Stored dataset items

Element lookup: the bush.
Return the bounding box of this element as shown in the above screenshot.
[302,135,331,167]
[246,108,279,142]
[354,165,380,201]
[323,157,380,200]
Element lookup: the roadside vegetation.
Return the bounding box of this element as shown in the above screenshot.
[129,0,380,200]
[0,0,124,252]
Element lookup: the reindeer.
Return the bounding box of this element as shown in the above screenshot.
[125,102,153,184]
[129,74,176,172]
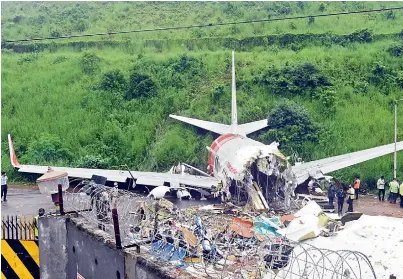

GIVEN TASK: Extract verbatim everything from the line containing "Element lookup: the roadside vegetation." down to the end of the items, with both ends included. Leave the pictures out of your answer.

EXERCISE ANSWER:
Element lookup: the roadside vegetation.
Return the bounding box of this element as shown in the above screenshot.
[129,0,380,200]
[0,0,124,252]
Element lookup: the reindeer.
Return the bounding box of this element as shown in the above screenshot.
[125,102,153,184]
[129,74,176,172]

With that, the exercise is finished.